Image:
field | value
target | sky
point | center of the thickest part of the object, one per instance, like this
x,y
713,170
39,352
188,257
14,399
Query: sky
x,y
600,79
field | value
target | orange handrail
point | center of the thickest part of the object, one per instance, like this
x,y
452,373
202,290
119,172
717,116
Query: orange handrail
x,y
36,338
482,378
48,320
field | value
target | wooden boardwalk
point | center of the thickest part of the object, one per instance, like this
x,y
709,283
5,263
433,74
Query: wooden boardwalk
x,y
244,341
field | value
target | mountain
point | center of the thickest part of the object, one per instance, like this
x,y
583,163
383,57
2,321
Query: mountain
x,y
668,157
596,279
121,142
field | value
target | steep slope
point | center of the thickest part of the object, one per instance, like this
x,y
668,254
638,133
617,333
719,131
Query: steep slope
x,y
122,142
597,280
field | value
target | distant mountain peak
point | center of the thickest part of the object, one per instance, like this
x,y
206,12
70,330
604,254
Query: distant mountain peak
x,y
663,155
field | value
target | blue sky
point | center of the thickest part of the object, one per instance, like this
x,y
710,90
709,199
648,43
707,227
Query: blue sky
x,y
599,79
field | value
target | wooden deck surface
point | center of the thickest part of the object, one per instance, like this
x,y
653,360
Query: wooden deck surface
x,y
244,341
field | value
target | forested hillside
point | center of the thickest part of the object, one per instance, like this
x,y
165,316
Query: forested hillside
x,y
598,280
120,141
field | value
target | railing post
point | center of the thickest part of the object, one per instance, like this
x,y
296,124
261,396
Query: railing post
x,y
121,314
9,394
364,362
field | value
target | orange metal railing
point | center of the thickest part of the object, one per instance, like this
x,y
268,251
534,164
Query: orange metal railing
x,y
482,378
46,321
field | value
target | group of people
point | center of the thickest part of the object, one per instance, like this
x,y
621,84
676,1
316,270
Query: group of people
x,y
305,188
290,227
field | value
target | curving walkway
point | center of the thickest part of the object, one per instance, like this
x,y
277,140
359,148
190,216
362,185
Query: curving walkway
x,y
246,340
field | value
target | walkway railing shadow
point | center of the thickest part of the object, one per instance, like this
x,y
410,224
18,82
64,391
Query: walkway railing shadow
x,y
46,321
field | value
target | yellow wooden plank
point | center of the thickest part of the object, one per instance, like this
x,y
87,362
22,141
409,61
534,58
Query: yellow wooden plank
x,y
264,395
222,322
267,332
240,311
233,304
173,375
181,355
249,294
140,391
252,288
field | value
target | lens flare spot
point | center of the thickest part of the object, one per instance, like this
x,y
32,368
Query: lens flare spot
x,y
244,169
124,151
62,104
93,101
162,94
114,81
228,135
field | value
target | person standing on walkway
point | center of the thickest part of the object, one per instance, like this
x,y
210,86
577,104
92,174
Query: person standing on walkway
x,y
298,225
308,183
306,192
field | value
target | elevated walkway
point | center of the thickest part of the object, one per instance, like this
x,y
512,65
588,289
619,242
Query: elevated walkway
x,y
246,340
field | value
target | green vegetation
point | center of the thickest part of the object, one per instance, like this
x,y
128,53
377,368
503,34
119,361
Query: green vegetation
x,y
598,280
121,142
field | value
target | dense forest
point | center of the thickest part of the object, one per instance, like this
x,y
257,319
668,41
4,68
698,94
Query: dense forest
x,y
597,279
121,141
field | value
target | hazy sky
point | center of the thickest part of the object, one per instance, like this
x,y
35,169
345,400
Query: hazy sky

◆ Problem description:
Starting with the first line of the entries and ending with the line that has "target | wooden deck surface", copy each line exactly and add nothing.

◆ Reply:
Image:
field | value
target | sky
point | center of the thickest part of the object, one per instance, like this
x,y
713,170
39,352
188,257
14,399
Query: sky
x,y
600,79
field | value
target | orange handrail
point | center of the thickest part of the object, one per instance, like this
x,y
452,373
202,290
119,172
717,116
Query: orange handrail
x,y
36,338
482,378
48,320
field | value
target | wooden boardwalk
point | center of the thickest part of the object, one per instance, like this
x,y
709,283
5,263
433,74
Query: wooden boardwalk
x,y
244,341
field | value
target | mountain
point | center of the thickest part of the object, one per instance, like this
x,y
583,163
383,57
2,321
Query: mountain
x,y
668,157
596,279
121,142
field | value
target | steep slope
point | center of the thickest part of the object, one per instance, like this
x,y
668,254
638,133
617,333
719,131
Query: steep slope
x,y
122,142
597,280
field | value
target | distant mountain peak
point | center of the thickest part of the object, one per instance, like this
x,y
206,12
70,330
604,254
Query: distant mountain peak
x,y
663,155
field | value
target | blue sky
point | center of the thickest part of the object, one per instance, like this
x,y
710,90
709,199
648,43
707,227
Query: blue sky
x,y
599,79
field | value
target | wooden deck surface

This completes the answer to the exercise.